**SELECTED EXTRACT**
Serving large files ( with high loads ) in Django
Question:
I’ve been using a method for serving downloads but since it was not secure i decided to change that . ( the method was a link to the original file in storage , but the risk was that everyone with the link could have downloaded the file ! ) so i now serve the file via my views , that way only users with permission can download the file , but i’m noticing a high load on server while there is many simultaneous download requests for the files. here’s part of my code that handles downloads for users ( Consider the file is an image )
image = Image.open ("the path to file")
response = HttpResponse(mimetype = 'image/png' )
response['Content-Disposition'] = 'attachment: filename=%s.png' % filename
image.save(response , "png")
return response
is there any better ways for serving files while keeping the security and lowering server side load ?

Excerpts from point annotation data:
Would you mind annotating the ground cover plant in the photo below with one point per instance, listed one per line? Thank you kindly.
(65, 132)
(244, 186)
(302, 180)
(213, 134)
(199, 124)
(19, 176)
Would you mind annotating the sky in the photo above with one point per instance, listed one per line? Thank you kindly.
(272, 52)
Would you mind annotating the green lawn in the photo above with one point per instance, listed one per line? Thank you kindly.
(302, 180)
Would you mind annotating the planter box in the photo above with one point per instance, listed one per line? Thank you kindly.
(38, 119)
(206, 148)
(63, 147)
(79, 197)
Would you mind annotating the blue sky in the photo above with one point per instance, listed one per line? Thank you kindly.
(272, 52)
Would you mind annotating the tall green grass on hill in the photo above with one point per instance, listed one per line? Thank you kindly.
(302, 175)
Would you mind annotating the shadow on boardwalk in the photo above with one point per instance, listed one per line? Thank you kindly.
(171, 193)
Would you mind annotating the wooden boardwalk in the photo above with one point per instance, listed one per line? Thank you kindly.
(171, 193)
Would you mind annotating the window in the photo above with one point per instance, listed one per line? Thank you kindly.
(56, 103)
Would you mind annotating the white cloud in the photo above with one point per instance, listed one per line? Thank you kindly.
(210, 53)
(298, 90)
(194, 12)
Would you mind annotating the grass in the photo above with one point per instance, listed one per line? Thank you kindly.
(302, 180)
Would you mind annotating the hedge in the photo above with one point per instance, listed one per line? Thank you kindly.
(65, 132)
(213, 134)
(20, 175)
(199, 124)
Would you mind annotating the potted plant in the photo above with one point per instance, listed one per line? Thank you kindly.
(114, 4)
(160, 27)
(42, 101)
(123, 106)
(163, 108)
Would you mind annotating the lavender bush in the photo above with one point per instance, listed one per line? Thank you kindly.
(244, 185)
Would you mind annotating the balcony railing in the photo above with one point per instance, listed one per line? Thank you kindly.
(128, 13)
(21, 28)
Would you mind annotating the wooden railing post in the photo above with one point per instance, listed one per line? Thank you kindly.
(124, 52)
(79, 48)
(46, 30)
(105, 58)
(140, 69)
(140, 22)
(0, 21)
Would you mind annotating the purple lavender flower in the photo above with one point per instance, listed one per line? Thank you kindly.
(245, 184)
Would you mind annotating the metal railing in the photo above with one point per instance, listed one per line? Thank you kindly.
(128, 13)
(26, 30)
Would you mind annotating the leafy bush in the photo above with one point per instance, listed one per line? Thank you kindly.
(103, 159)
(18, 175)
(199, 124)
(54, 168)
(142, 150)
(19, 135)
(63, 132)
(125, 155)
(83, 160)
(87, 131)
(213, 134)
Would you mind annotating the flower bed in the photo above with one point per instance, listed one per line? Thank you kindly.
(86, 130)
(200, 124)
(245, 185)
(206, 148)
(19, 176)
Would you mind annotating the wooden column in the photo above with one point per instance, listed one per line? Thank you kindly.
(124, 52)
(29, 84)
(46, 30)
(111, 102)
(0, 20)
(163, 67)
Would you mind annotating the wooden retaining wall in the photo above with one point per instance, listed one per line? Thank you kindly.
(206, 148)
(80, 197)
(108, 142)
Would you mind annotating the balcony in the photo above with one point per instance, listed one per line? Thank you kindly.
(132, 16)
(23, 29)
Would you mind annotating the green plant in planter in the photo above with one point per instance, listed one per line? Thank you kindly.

**INSTRUCTIONS**
1. List each line of code quoted in the Django file-serving thread, in order.
2. Gather every line of the rows that contains the string "grass", treating case as significant.
The Django thread and the rows are independent of each other.

**TASK ANSWERS**
1.
image = Image.open ("the path to file")
response = HttpResponse(mimetype = 'image/png' )
response['Content-Disposition'] = 'attachment: filename=%s.png' % filename
image.save(response , "png")
return response

2.
Would you mind annotating the tall green grass on hill in the photo above with one point per instance, listed one per line? Thank you kindly.
Would you mind annotating the grass in the photo above with one point per instance, listed one per line? Thank you kindly.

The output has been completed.